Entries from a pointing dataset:
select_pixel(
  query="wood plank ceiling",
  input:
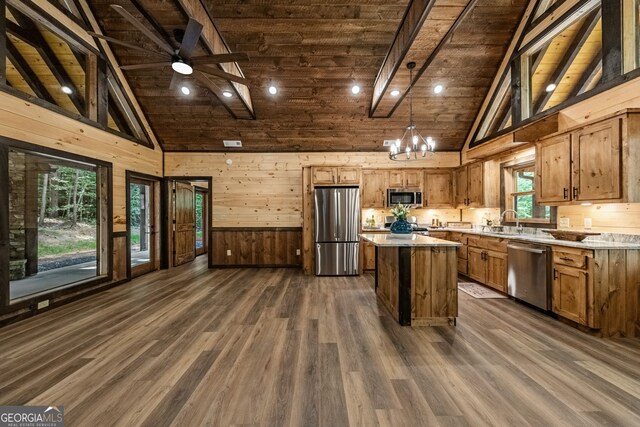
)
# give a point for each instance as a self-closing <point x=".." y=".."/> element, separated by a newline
<point x="314" y="52"/>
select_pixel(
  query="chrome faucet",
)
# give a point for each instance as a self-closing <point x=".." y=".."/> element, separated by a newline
<point x="518" y="226"/>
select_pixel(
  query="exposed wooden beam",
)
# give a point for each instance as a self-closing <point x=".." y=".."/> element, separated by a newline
<point x="570" y="55"/>
<point x="611" y="39"/>
<point x="35" y="38"/>
<point x="27" y="73"/>
<point x="587" y="78"/>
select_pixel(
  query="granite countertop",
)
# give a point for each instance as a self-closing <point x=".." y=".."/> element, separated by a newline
<point x="389" y="240"/>
<point x="533" y="238"/>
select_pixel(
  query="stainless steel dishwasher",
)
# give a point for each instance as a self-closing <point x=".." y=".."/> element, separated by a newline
<point x="529" y="276"/>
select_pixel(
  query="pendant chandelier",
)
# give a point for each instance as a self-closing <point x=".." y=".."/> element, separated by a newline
<point x="411" y="143"/>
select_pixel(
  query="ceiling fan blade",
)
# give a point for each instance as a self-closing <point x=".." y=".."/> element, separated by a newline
<point x="214" y="88"/>
<point x="190" y="38"/>
<point x="142" y="66"/>
<point x="133" y="21"/>
<point x="224" y="75"/>
<point x="125" y="44"/>
<point x="220" y="58"/>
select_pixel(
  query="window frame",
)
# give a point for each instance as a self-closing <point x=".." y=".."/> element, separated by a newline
<point x="507" y="194"/>
<point x="105" y="251"/>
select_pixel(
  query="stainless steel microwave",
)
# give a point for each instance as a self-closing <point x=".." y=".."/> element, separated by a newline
<point x="405" y="197"/>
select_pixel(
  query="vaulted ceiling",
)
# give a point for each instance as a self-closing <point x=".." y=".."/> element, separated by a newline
<point x="314" y="52"/>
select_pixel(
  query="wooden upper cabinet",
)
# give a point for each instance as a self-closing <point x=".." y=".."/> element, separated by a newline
<point x="597" y="162"/>
<point x="461" y="185"/>
<point x="469" y="183"/>
<point x="413" y="179"/>
<point x="475" y="190"/>
<point x="405" y="179"/>
<point x="553" y="163"/>
<point x="330" y="175"/>
<point x="438" y="189"/>
<point x="348" y="176"/>
<point x="374" y="188"/>
<point x="324" y="175"/>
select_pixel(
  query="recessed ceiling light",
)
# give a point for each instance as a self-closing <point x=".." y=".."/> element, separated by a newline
<point x="179" y="66"/>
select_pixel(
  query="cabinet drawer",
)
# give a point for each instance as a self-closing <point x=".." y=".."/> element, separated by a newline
<point x="462" y="266"/>
<point x="577" y="260"/>
<point x="462" y="252"/>
<point x="494" y="244"/>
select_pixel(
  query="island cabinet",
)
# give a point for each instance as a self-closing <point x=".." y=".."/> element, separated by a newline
<point x="438" y="189"/>
<point x="332" y="175"/>
<point x="469" y="186"/>
<point x="416" y="280"/>
<point x="487" y="261"/>
<point x="593" y="163"/>
<point x="406" y="178"/>
<point x="374" y="188"/>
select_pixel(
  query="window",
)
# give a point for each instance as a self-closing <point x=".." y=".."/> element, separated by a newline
<point x="519" y="194"/>
<point x="563" y="65"/>
<point x="56" y="236"/>
<point x="631" y="34"/>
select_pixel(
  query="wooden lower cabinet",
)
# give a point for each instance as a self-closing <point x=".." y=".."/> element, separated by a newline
<point x="476" y="268"/>
<point x="570" y="293"/>
<point x="369" y="256"/>
<point x="496" y="270"/>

• _Exercise directions_: Reproduce each entry precisely. Leave the pictures out.

• _Task answer_:
select_pixel(
  query="wood plank ceiling",
  input:
)
# give a point for each instance as a self-closing <point x=".." y=".."/> element, separated by a newline
<point x="314" y="52"/>
select_pixel(
  query="chrome faucet",
)
# give a point for each instance as a self-closing <point x=".." y=".."/> element, separated by a newline
<point x="518" y="226"/>
select_pixel(
  query="exposed wooden beam",
)
# give a point for each instance as a self-closing <point x=".." y=".."/> element, separated by a newline
<point x="570" y="55"/>
<point x="611" y="39"/>
<point x="35" y="38"/>
<point x="27" y="73"/>
<point x="587" y="78"/>
select_pixel(
  query="granite countertop",
)
# give a point for each instance as a self-closing <point x=".." y=".."/> element, separated by a newline
<point x="389" y="240"/>
<point x="533" y="238"/>
select_pixel(
  query="stainless steel dishwasher",
)
# give a point for each instance as a self-closing <point x=".." y=".."/> element, separated by a newline
<point x="529" y="276"/>
select_pixel(
  query="pendant chandelier",
)
# give a point for each instance as a self-closing <point x=".." y=".."/> element, separated by a newline
<point x="411" y="143"/>
select_pixel(
  query="ceiling fan blade",
)
# give a point for each instance as a self-closing <point x=".." y=".."/> element, separated by a newline
<point x="214" y="88"/>
<point x="190" y="38"/>
<point x="142" y="66"/>
<point x="133" y="21"/>
<point x="224" y="75"/>
<point x="125" y="44"/>
<point x="220" y="58"/>
select_pixel(
  query="window frame",
)
# give a point for each instance as a self-closing <point x=".." y=".."/> element, separated by a newline
<point x="507" y="194"/>
<point x="105" y="251"/>
select_pixel(
  query="stainless steel microwave",
)
# give a point for each instance as a self-closing <point x=".." y=".."/> element, separated by a newline
<point x="405" y="197"/>
select_pixel(
  query="vaulted ceiling",
)
# give a point for each instance as a self-closing <point x=".." y=".."/> element, separated by a newline
<point x="314" y="52"/>
select_pixel(
  query="wooden upper cabinet",
)
# give a point for each instance as a self-closing <point x=".." y=".."/> element, separated by a newline
<point x="597" y="162"/>
<point x="461" y="185"/>
<point x="469" y="183"/>
<point x="413" y="179"/>
<point x="475" y="190"/>
<point x="405" y="179"/>
<point x="553" y="163"/>
<point x="330" y="175"/>
<point x="438" y="189"/>
<point x="348" y="176"/>
<point x="374" y="188"/>
<point x="324" y="175"/>
select_pixel(
  query="recessed ceiling light",
)
# give a point for each instance as a self-closing <point x=".." y=".."/> element, separated by a newline
<point x="179" y="66"/>
select_pixel(
  query="cabinet drawer",
)
# give a point for each instance as a self-closing <point x=".." y=".."/> element, separated by a newline
<point x="462" y="266"/>
<point x="577" y="260"/>
<point x="462" y="252"/>
<point x="494" y="244"/>
select_pixel(
  query="island cabinet",
)
# give a point for each instance as a self-closing <point x=".." y=".."/> element, separated by a newline
<point x="438" y="189"/>
<point x="332" y="175"/>
<point x="469" y="186"/>
<point x="416" y="280"/>
<point x="487" y="261"/>
<point x="593" y="163"/>
<point x="406" y="178"/>
<point x="374" y="188"/>
select_pixel(
  query="window",
)
# give a point for each instance as a self-closing <point x=".." y=".."/> element, separated by a newline
<point x="519" y="194"/>
<point x="563" y="65"/>
<point x="56" y="236"/>
<point x="631" y="34"/>
select_pixel(
  query="wooden lower cabinet",
)
# give a point for each instance as a self-closing <point x=".." y=".."/> element, separated by a newline
<point x="476" y="268"/>
<point x="570" y="293"/>
<point x="369" y="256"/>
<point x="496" y="270"/>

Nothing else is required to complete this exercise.